Work to complete — Copy the following lines into your response verbatim, covering every one of the records.

Supplied data —
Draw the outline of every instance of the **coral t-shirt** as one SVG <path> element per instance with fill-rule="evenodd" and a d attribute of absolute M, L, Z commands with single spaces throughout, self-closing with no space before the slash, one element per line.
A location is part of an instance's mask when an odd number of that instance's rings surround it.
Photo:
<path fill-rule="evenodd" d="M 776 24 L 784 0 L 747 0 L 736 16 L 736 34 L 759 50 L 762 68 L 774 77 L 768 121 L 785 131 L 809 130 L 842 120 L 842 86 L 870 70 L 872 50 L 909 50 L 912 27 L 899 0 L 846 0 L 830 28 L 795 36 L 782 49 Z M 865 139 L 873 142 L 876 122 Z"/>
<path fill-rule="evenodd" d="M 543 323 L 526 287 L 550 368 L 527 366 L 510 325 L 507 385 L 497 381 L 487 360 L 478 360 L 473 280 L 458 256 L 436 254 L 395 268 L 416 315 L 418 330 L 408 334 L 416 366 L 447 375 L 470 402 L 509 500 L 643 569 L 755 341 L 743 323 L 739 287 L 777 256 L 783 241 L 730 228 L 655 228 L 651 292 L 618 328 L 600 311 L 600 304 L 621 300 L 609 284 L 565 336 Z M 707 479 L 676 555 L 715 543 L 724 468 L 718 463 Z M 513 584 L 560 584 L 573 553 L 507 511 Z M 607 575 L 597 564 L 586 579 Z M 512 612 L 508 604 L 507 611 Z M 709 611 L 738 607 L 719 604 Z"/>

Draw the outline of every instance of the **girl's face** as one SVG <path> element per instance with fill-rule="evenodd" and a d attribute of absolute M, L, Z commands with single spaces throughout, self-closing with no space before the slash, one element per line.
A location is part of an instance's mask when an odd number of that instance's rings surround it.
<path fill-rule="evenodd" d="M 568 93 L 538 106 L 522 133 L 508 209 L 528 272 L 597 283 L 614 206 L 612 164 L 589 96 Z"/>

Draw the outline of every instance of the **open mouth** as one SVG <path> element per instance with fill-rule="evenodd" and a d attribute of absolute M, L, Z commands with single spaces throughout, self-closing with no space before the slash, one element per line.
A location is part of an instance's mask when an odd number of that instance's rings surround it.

Full response —
Draw the outline of every instance of the **coral t-shirt** as one SVG <path> element per instance with fill-rule="evenodd" and a d attribute of absolute M, L, Z commands with single spaces throughout, self-closing with no space before the slash, one element per line.
A location is part of an instance's mask when an odd number of that instance's rings surround it.
Photo:
<path fill-rule="evenodd" d="M 776 24 L 784 0 L 747 0 L 736 16 L 736 34 L 759 50 L 762 68 L 774 77 L 768 121 L 785 131 L 809 130 L 842 120 L 842 86 L 870 70 L 872 50 L 909 50 L 912 27 L 899 0 L 846 0 L 830 28 L 795 36 L 782 49 Z M 865 139 L 873 142 L 876 122 Z"/>
<path fill-rule="evenodd" d="M 543 323 L 526 287 L 550 368 L 527 366 L 510 325 L 507 385 L 497 381 L 487 360 L 478 360 L 473 280 L 458 256 L 436 254 L 395 268 L 416 315 L 418 330 L 408 334 L 416 366 L 447 375 L 470 402 L 509 500 L 643 569 L 755 341 L 743 323 L 739 287 L 777 256 L 783 241 L 730 228 L 655 228 L 651 292 L 618 328 L 600 311 L 600 304 L 621 300 L 609 284 L 565 336 Z M 707 479 L 676 555 L 715 543 L 724 468 L 718 463 Z M 513 584 L 560 584 L 573 553 L 507 511 Z M 607 575 L 597 564 L 586 579 Z M 512 612 L 508 604 L 507 611 Z M 709 611 L 738 607 L 719 604 Z"/>

Draw the outline of every instance of the **girl's face** as one SVG <path> element per instance with fill-rule="evenodd" and a d attribute of absolute M, L, Z commands with single spaces throughout, self-closing with no space before the slash, one element per line.
A location is part of an instance's mask when an odd number of that instance's rings surround it.
<path fill-rule="evenodd" d="M 568 93 L 538 106 L 522 133 L 508 209 L 528 272 L 597 283 L 614 206 L 612 164 L 589 96 Z"/>

Draw the outline of every instance of the **open mouth** as one SVG <path> element per instance with fill-rule="evenodd" and a d attribute of absolute M, L, Z commands with single spaces throughout, self-closing with no space before the slash, one element per line.
A location is part of an instance's mask when an odd number of that instance's rings surround it.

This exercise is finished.